### Page extract
Hi,
I recall it started around the time I configured NIS on my cluster. The
nis server runs on the computing element.
--
Piotr Siwczak <[log in to unmask]>
System Administrator
Poznan Supercomputing and Networking Center
Supercomputing Department
(www.eu-egee.org <[log in to unmask]>)
--
On Tue, 27 Sep 2005 [log in to unmask] wrote:
> On Tue, 27 Sep 2005, Piotr Siwczak wrote:
>
>> Hi,
>>
>> Recently my site has been experiencing a strange error. Grid jobs are not
>
> What did you change just before it stopped working?
>
>> processed by torque, which rejects to queue them with the following error:
>>
>> req_reject;Reject reply code=15036(Job exceeds queue resource limits),
>> aux=0, type=QueueJob, from [log in to unmask]
>>
>> I've already reinstalled all the LCG rpms and totally regenerated the
>> torque config. I also removed the /opt/globus and /var/spool/pbs dirs
>> before reinstalling. None of these actions helped.

### Exercise details
Please carry the mailing-list thread about torque rejecting grid jobs further from the point where it stops.

[Records excerpted from a collection]
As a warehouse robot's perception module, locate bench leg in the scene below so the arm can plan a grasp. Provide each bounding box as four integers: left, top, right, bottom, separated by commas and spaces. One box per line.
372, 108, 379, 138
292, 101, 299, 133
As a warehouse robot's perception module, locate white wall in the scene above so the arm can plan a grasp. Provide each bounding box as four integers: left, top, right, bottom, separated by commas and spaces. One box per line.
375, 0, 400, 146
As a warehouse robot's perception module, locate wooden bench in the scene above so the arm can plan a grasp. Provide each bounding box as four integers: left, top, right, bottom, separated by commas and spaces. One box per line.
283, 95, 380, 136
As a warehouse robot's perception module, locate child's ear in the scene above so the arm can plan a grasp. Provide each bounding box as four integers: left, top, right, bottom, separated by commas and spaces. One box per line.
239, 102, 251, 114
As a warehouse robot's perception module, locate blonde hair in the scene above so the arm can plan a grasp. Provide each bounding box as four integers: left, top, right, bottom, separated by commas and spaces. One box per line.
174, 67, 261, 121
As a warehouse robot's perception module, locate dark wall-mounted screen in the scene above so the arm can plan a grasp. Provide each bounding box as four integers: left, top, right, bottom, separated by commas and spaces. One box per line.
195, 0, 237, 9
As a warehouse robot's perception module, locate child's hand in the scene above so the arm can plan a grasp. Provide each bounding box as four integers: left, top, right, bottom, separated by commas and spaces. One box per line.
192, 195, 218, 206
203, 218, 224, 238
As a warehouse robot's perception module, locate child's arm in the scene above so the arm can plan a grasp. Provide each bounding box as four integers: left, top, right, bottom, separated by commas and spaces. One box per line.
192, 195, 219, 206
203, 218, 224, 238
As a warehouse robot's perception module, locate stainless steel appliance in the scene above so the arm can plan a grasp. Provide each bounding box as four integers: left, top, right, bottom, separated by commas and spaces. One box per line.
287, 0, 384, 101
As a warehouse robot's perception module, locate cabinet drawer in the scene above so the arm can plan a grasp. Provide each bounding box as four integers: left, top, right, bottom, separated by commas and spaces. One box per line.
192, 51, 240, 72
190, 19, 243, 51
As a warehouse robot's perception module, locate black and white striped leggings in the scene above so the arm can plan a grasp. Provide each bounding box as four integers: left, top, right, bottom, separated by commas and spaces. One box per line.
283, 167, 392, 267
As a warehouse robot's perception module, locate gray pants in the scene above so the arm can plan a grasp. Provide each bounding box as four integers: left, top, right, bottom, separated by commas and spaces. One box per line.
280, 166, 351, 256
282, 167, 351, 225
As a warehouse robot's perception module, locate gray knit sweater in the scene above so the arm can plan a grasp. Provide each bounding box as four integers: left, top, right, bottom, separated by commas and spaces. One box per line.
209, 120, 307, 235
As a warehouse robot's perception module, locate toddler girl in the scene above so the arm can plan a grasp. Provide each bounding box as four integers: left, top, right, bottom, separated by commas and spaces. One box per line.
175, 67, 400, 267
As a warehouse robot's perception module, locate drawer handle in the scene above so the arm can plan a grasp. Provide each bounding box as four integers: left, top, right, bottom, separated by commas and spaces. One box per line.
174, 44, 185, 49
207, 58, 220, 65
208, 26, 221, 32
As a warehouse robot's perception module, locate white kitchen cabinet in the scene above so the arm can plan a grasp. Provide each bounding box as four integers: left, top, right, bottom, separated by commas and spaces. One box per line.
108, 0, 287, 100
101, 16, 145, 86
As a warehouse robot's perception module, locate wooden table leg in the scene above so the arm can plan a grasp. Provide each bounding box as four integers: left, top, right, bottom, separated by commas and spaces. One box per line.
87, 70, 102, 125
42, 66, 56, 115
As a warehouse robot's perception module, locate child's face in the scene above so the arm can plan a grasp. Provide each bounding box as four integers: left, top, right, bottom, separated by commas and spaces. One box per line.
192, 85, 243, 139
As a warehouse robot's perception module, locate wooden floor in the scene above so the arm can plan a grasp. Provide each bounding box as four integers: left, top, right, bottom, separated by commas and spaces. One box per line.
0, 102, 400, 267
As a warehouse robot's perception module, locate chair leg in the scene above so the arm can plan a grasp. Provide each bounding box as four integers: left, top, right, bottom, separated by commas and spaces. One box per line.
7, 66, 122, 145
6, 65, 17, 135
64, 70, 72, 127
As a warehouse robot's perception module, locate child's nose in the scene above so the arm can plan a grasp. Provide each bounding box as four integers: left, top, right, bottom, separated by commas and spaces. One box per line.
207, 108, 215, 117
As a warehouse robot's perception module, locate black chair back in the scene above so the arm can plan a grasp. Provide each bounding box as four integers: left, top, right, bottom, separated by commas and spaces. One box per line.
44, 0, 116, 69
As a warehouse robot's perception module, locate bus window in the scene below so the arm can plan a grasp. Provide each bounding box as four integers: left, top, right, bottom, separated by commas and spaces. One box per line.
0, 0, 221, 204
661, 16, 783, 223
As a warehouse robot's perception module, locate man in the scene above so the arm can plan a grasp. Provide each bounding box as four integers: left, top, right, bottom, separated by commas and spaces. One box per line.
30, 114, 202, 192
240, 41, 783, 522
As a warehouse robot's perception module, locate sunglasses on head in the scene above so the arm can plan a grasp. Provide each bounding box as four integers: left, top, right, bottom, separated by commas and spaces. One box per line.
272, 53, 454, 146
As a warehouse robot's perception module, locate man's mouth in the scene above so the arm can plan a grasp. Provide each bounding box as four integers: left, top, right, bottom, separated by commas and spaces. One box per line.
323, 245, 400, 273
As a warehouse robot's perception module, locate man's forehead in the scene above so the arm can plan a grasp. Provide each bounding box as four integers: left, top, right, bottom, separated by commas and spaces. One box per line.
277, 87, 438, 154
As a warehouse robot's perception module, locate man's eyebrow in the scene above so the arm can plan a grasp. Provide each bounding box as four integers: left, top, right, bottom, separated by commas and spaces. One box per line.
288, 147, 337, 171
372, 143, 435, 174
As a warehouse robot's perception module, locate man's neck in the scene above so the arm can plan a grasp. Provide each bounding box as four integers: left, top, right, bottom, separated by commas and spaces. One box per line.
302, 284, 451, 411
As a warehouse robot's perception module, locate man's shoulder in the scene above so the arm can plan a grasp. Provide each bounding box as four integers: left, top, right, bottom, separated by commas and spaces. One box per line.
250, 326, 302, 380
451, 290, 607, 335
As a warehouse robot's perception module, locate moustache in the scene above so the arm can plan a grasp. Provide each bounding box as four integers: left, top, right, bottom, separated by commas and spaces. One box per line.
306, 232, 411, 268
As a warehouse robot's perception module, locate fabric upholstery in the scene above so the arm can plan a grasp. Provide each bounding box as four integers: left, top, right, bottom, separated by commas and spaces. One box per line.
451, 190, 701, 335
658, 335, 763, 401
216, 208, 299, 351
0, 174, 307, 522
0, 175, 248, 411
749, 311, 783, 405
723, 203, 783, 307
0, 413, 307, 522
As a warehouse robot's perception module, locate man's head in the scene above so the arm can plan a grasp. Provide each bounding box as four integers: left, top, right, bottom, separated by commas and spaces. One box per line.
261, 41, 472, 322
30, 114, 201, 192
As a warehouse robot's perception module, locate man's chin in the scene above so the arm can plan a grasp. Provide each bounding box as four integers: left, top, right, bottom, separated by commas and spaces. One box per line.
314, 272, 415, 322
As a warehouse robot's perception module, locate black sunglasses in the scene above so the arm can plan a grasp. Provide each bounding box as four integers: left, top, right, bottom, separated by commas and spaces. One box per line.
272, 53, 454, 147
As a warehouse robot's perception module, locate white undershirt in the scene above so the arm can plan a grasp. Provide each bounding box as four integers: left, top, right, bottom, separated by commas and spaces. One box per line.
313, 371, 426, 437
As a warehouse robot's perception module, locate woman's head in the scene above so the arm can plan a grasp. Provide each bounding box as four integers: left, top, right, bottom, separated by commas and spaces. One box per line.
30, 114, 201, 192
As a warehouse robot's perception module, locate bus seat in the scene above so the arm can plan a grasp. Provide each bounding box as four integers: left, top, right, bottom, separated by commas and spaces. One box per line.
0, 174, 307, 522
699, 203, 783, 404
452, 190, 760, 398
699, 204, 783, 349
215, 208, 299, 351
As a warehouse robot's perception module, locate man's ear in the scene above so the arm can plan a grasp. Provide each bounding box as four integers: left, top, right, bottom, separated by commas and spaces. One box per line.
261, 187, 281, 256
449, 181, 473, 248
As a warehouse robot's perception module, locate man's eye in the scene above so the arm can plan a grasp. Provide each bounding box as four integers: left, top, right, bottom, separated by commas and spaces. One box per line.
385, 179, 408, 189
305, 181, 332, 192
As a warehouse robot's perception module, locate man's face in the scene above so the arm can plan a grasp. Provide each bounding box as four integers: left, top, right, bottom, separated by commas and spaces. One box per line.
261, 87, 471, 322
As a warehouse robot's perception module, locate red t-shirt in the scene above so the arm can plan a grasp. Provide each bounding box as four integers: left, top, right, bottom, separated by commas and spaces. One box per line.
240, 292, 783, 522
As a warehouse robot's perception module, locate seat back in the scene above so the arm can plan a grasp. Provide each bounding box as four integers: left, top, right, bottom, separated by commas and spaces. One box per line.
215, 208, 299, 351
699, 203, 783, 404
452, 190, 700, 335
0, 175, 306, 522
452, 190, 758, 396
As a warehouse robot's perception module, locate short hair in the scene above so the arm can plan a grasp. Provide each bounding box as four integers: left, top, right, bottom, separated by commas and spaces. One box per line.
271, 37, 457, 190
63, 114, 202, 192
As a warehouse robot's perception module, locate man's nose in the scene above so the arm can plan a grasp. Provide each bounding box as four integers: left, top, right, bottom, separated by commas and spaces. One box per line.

### Written response
>>
>> The strange thing is that I can successfully submit jobs directly from
>> dteam001 account (and other pool accounts as well). The jobmanager fork
>> also works well. For me this seems like a jobmanager's issue, I don't know
>> how to tackle it though.
>
> The job managers are perl scripts that can be edited to get debug info.
> In particular, in /opt/globus/lib/perl/Globus/GRAM/JobManager/lcgpbs.pm
> before this line:
>
> chomp($batch_id = `$qsub < $pbs_job_script_name $errfile`);
>
> insert something like this:
>
> system("cp $pbs_job_script_name /tmp/my_job_script.$$");
>
> Then look into such a script to see what extra requirements are specified
> that would cause the job to fail immediately.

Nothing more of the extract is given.